Input material -
------------------------------------------------

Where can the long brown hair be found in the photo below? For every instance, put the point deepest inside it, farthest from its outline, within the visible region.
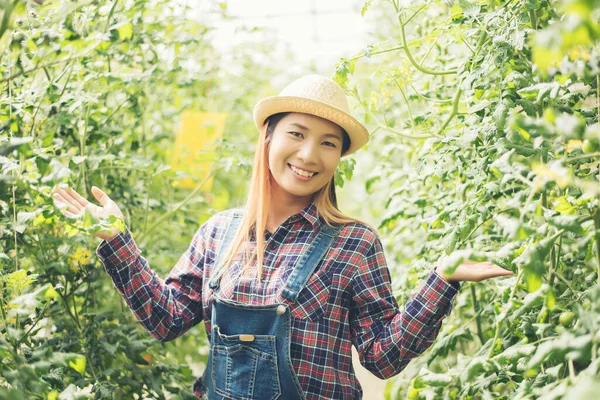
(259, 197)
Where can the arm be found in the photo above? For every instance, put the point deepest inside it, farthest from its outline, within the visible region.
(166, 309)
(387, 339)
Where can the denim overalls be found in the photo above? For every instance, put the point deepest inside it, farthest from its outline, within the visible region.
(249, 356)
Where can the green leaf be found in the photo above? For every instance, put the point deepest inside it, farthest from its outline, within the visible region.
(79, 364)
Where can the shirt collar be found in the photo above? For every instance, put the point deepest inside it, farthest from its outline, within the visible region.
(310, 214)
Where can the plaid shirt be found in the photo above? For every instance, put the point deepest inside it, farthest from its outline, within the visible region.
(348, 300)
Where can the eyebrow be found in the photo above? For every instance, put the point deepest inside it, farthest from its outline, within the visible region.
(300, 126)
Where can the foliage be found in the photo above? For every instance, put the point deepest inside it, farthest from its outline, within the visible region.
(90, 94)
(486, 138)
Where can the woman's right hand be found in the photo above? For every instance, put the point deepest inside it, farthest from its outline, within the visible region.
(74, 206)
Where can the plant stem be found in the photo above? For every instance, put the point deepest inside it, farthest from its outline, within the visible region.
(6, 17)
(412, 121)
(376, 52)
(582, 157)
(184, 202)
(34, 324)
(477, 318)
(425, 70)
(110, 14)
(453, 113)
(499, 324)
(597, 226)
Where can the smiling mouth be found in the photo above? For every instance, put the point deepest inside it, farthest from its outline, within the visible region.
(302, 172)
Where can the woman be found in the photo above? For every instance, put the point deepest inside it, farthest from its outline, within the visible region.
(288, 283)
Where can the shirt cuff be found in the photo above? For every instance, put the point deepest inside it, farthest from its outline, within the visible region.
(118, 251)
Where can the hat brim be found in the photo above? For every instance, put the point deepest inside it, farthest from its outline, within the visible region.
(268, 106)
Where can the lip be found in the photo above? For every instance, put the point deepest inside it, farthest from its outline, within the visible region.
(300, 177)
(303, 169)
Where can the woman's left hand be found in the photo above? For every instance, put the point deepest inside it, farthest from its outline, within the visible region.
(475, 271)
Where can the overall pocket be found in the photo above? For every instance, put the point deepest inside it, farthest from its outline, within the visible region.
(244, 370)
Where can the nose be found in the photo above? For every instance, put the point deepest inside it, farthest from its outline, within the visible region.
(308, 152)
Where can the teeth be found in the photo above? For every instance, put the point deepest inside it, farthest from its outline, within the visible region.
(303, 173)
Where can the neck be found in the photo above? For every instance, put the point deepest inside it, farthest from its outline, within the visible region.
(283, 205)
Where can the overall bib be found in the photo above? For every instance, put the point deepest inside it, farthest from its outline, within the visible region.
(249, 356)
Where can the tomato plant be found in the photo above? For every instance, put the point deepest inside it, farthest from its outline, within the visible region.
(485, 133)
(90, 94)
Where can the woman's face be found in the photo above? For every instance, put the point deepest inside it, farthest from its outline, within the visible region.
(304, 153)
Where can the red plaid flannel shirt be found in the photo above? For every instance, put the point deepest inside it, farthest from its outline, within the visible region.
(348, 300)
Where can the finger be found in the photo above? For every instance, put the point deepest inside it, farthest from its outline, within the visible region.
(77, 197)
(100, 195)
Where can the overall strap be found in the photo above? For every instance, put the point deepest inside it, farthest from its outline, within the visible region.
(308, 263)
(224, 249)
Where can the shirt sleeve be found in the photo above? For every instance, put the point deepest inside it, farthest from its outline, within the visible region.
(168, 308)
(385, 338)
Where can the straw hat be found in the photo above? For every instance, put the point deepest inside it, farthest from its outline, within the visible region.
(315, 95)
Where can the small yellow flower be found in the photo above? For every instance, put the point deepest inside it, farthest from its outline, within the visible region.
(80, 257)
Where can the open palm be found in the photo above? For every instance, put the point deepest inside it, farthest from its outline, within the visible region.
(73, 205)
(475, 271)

------------------------------------------------

Exercise - Leave out the pictures and retype every line above exactly.

Output for this exercise -
Where can the long brown hair be found in the photo below? For every instance, put the point deepest inside it, farthest from its outline, within the visible region.
(259, 197)
Where can the arm be found in the photo above? For every instance, put the point deepest inside it, farthest from its outline, within the visible region.
(166, 309)
(387, 339)
Where can the denim overalls be found in the photo above? For every instance, put the point deepest inside it, farthest from its outline, within the visible region.
(249, 356)
Where can the green leaf be found in the photo above? For every instance, put the point deepest inside it, farthest from its outline, within the visible region.
(79, 364)
Where can the shirt collar be found in the photo above? For every instance, put the point deepest inside it, farthest from its outline, within the visible region.
(310, 214)
Where can the plaid shirt be found in the photo above? For every instance, put the point deepest inside it, farthest from its outline, within the visible region.
(348, 300)
Where can the eyebrow be found in the photo above? For every instance, put the point deepest inside it, farthest from its outline, within the visible region.
(300, 126)
Where can the foliage be found in the photo above? For every instance, put the point deepest inside it, farthest from its outline, within the visible region.
(90, 94)
(486, 138)
Where can the woman's right hand be found in the photo above? For every instance, put the point deepest inside it, farthest from its outline, within the visible region.
(74, 206)
Where can the plant stem be found in the photo above? For every instance, put the point deepest inside it, farthest from its outline, within the visible region.
(6, 17)
(412, 121)
(376, 52)
(582, 157)
(184, 202)
(34, 324)
(477, 318)
(425, 70)
(110, 14)
(453, 113)
(499, 324)
(597, 226)
Where can the smiling mouth be found in the photo above? For every instance, put the point deepest inside it, farthest from its outline, within the visible region.
(302, 172)
Where can the woman be found in the photo above? For every instance, put the point deepest inside it, farthest from its outline, within the visible region.
(288, 283)
Where can the shirt cuff be found in the photo above? For every instance, put the point deepest inside it, farthest from its outline, within the visible region.
(118, 251)
Where can the hat brim be found in the photo above? For every instance, put the point deepest inside it, farthest from its outline, within the visible region.
(268, 106)
Where can the lip be found in the photo above? For every instance, put the point deepest inside it, farthest from its outline, within the visible region.
(300, 177)
(303, 169)
Where can the woman's left hand be found in the photo above? For every instance, put the point deepest inside it, farthest from its outline, within the visible region.
(475, 271)
Where can the overall pocket be found in the photo above? For every instance, put the point deepest inside it, farthest from its outline, within the visible region.
(244, 370)
Where can the nose be found in the photo above? For every instance, put the point deepest inside it, farthest from its outline, within the visible region.
(308, 152)
Where can the teeth be found in the photo above? For every instance, put the point deepest inside it, farthest from its outline, within the visible region.
(303, 173)
Where can the neck be found in the photo above? For every instance, put the point deepest inside it, farthest from its outline, within the visible region.
(283, 205)
Where can the overall bib be found in the photo above? For every instance, put the point deepest inside it, farthest from its outline, within the visible region.
(249, 356)
Where can the tomato plant be found in the photo above? For every instance, put the point deepest inside it, farthest from its outline, within the visible region.
(485, 133)
(90, 94)
Where can the woman's face be found in the photo above? For every instance, put the point deepest inside it, farthest from its outline, within the visible region.
(304, 153)
Where can the red plaid flannel shirt be found in the photo above? For every instance, put the point deepest inside it, farthest from its outline, within the visible region.
(348, 300)
Where can the finger be found in the photo above? For every instance, put the point deepest inside it, farthest from its outline, within the visible region.
(77, 197)
(100, 195)
Where can the overall strap be found in the photo above? For every instance, put the point deepest inside it, farthest from its outline, within the visible region.
(308, 263)
(224, 249)
Where can the shirt sleeve be found in the photo above? For every instance, put the point deepest inside it, farthest from its outline, within the visible region.
(168, 308)
(385, 338)
Where can the straw hat be found in the photo above? For every instance, put the point deepest inside it, farthest from its outline, within the visible region.
(315, 95)
Where can the small yellow flower be found in the photo above? For every instance, put the point deepest inside it, farthest from its outline, within the visible region.
(80, 257)
Where can the open palm be found in the photo above? For every instance, put the point deepest inside it, farthest from its outline, within the visible region.
(73, 205)
(475, 271)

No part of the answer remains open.